(Directive 1) Extract every line of the rows below that contains the string "provide".

(Selected extract)
(begin)
Welcome everyone to this, my long-awaited return to 40k. It has certainly been a long time coming.
A long time ago, in a toy store far, far away, a 6 year old boy (at least I think I was 6 at the time, my memory gets quite fuzzy around that era, I might have been 5, but I'm pretty sure it was one of those two ages. Certainly no older than 6) happened upon a big shelf display of strange boxes. Upon them were pictures and artwork of all kinds of futuristic sci-fi vehicles and soldiers. The boy loved science fiction (and still does), so his attention was instantly captured. He examined some of the boxes, and was fascinated by the bizarre designs of their contents. He also noticed that they all shared a common name on the top - some particularly brutal and violent sounding name like Bloodconqueror or Battlegore or Warhammer 40,000 or something - and immediately wanted to know more about them. But he was informed by his parents that they were toys for older kids, and not meant for the likes of him, so he left the store without ever uncovering the truth behind them. That was the last the boy ever saw of those strange science fiction things, and the boxes with their weird science fiction armies faded from memory...
... until a few years later. This time the child, now 8, had dived into the world of computer games, and was browsing a shelf of them in a store just opposite where the toy store had been. One game in particular stuck out to him, and he picked up a copy for a closer look. It was called Fire Warrior, and it's cover artwork depicted a high-tech soldier sitting on a pile of skulls in an apocalyptic landscape. He was immediately enthralled with the artwork, particularly the cool looking helmet that the character was wearing with its glowing central eyepiece, and for a long time it was the number 1 thing on his mind. He thought about how awesome an entire army of soldiers like that one would be. A short while later, a schoolyard discussion ended up on this thing called Warhammer 40,000, which quickly started a discussion about who was picking what faction (not to collect though, but rather to play as at lunchtime - we were just kids in relatively limited income families, and this was in the days before everyone just sat around browsing the internet in their free time). Someone suggested Tau as a fit for the child, and after a puzzled response said "Fire Warriors" and the child immediately remembered the amazing artwork he had seen.
(end)
(Directive 2) Resume the personal account of discovering Warhammer 40,000, picking up right after its final sentence.

(Excerpts from the segmentation records)
(begin)
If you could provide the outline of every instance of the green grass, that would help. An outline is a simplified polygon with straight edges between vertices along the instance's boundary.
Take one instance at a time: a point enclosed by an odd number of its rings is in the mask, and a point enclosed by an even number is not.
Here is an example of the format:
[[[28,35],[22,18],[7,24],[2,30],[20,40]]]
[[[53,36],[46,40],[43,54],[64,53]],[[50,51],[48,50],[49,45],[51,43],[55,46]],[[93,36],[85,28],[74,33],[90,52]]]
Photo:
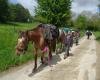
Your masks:
[[[18,33],[15,32],[14,26],[16,30],[27,30],[34,28],[37,24],[37,22],[0,24],[0,72],[34,59],[32,44],[30,44],[25,55],[20,57],[16,55],[15,46]],[[82,37],[84,31],[80,33]]]
[[[15,28],[17,30],[32,29],[36,24],[36,22],[16,23]],[[33,59],[32,45],[25,55],[16,56],[17,37],[18,33],[14,31],[13,24],[0,24],[0,72]]]
[[[100,31],[94,32],[94,35],[96,36],[96,40],[100,42]]]

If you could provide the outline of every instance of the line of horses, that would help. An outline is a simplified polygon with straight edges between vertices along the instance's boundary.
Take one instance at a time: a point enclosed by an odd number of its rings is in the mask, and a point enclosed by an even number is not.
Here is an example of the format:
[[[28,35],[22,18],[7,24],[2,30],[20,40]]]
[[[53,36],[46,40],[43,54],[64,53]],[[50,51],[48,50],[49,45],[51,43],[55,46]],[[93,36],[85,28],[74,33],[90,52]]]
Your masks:
[[[48,63],[52,59],[52,52],[56,51],[56,44],[61,43],[61,49],[65,49],[66,58],[69,56],[70,47],[73,45],[73,38],[76,39],[76,45],[78,44],[79,35],[78,32],[64,32],[62,29],[58,29],[52,24],[39,24],[36,28],[26,31],[20,31],[18,42],[16,46],[17,55],[23,54],[28,49],[28,44],[31,42],[34,45],[34,68],[33,71],[37,69],[37,57],[38,49],[42,51],[41,53],[41,62],[45,63],[45,52],[48,51]],[[68,40],[69,39],[69,40]]]

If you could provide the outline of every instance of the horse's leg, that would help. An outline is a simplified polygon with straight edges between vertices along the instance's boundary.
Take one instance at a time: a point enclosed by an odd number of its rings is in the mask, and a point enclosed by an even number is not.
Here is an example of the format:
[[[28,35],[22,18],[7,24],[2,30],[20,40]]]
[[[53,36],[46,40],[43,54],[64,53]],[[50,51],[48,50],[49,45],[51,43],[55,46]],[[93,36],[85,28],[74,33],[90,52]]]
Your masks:
[[[35,59],[35,64],[34,64],[34,68],[32,72],[35,72],[37,68],[37,48],[36,47],[35,47],[34,59]]]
(end)
(Task result 1)
If you could provide the outline of every instance of the green grass, that would help. An outline is a simplified polygon with straight edges between vertices along the instance's boundary.
If you could provide the outline of every instance of the line of horses, that would help. An outline is a simplified polygon with straight edges between vertices along the instance's boundary.
If you could provide the outline of every instance of the horse's leg, that would help. An outline is a simplified polygon with straight edges between vertices along the instance's boundary.

(Task result 2)
And ever since then the Tau have been my number 1 40k army.
I've always loved the Tau, especially in their first incarnation during the tail end of 3rd edition. They were my first army not just for 40k, but for any tabletop game, and to this day are still probably my favourite. Since I started I ended up amassing a sizeable force of them, painted to varying degrees of success as I worked on them to the best of my child level abilities, from around 2002ish to 2010ish. There work slowed to a crawl and then a halt as I shifted resources and energy away from army development in favour of an ambitious space program. For years afterwards my poor Tau army languished, with only a token effort towards modernisation in preparation for a couple of games with a guy living nearby that I discovered was also into 40k.
But that's all about to change. With the bulk of my space fleet now finished, I am embarking upon a truly massive rearmament program for the ground forces. When the dust settles, I aim for nothing less than a place among the ATT greats. Like the Tau themselves, I tend to think big.
But first, we're going to go back in time, back to when it all began, back across years and decades and social trends, back to the glorious bygone age of the early 2000s, and to this guy.
A metal XV15 Stealthsuit Shas'vre (plus his faithful gun drone) - and the first Warhammer 40,000 model I ever owned and painted, when I was 8 years old.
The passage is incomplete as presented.